— Start —

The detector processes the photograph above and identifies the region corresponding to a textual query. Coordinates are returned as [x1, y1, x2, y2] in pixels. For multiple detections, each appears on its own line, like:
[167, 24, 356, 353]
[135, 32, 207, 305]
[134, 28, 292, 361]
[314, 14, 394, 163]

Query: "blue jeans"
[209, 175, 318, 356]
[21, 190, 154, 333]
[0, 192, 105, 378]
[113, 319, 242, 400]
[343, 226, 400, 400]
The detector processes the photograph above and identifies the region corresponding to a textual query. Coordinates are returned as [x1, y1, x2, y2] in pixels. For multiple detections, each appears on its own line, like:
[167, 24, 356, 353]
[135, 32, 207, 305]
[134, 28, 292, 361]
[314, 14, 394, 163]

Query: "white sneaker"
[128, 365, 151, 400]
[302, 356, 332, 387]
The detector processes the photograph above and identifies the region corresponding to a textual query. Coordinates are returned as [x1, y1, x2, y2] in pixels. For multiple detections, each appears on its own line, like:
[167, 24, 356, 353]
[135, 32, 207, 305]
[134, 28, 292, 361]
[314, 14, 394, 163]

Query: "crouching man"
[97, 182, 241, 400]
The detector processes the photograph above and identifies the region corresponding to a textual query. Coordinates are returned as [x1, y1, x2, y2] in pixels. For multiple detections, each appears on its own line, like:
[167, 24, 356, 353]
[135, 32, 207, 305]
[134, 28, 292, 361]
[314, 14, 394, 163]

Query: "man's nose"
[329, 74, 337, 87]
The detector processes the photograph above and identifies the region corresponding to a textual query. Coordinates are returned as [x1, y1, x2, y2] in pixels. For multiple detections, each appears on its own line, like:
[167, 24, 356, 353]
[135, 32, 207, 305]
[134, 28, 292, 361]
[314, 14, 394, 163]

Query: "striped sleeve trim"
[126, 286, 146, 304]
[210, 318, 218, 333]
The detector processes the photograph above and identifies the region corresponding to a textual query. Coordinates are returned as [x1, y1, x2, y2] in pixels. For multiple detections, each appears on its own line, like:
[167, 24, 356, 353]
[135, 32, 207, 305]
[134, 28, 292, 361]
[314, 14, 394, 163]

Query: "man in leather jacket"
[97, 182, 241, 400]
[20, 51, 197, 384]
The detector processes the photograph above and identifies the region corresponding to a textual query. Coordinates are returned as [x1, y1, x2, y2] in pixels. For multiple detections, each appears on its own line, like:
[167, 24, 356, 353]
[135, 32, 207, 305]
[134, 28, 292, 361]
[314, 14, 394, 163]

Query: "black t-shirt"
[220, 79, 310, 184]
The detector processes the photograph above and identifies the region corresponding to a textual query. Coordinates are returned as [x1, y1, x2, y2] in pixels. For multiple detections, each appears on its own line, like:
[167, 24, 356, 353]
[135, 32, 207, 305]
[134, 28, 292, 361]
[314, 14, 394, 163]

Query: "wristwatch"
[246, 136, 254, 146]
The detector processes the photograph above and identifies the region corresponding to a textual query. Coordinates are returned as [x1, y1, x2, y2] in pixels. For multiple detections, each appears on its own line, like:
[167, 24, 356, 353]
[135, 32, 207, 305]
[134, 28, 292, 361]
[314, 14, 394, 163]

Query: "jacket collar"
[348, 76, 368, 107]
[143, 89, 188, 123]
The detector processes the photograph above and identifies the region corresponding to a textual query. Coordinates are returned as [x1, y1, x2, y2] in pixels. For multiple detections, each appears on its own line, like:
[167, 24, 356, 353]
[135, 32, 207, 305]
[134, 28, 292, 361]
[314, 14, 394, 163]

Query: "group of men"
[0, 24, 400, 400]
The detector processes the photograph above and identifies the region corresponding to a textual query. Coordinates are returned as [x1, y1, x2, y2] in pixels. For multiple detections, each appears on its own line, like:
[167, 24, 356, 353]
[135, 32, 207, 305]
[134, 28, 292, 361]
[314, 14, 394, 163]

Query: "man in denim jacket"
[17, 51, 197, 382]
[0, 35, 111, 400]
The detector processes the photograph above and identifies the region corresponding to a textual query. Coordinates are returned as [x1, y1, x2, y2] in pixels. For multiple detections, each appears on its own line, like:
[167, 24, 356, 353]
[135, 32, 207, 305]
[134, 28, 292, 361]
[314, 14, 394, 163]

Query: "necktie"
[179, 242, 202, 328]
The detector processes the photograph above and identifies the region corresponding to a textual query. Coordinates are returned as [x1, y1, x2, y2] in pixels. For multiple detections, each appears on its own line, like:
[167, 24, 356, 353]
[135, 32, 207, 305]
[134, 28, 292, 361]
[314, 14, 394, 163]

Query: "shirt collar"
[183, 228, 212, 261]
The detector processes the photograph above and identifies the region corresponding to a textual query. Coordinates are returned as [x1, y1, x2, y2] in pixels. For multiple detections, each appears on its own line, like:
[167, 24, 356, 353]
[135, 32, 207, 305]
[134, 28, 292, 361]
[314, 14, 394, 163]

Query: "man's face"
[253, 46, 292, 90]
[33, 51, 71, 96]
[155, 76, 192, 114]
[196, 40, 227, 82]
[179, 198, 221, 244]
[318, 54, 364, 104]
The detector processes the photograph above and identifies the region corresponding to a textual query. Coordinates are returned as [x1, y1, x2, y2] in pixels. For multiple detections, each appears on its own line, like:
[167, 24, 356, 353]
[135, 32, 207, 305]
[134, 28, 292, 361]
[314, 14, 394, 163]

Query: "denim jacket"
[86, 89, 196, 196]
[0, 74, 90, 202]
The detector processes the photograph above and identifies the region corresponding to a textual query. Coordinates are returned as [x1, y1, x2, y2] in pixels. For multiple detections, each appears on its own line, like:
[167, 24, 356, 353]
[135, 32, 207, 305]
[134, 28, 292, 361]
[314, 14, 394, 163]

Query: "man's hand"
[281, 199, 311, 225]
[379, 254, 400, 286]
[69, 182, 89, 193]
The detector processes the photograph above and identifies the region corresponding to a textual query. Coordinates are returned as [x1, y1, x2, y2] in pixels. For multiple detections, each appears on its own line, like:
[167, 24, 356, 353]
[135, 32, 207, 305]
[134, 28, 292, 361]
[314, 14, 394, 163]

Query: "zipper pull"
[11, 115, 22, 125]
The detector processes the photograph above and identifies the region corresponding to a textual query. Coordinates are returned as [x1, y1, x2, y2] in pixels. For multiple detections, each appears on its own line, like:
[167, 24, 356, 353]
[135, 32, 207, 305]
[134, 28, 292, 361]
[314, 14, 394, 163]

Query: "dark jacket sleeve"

— End —

PROBLEM DESCRIPTION
Which lines in the records above contain the string "shirt"? Pull out each one in full.

TASK RESPONSE
Query: "black t-shirt"
Query: "shirt collar"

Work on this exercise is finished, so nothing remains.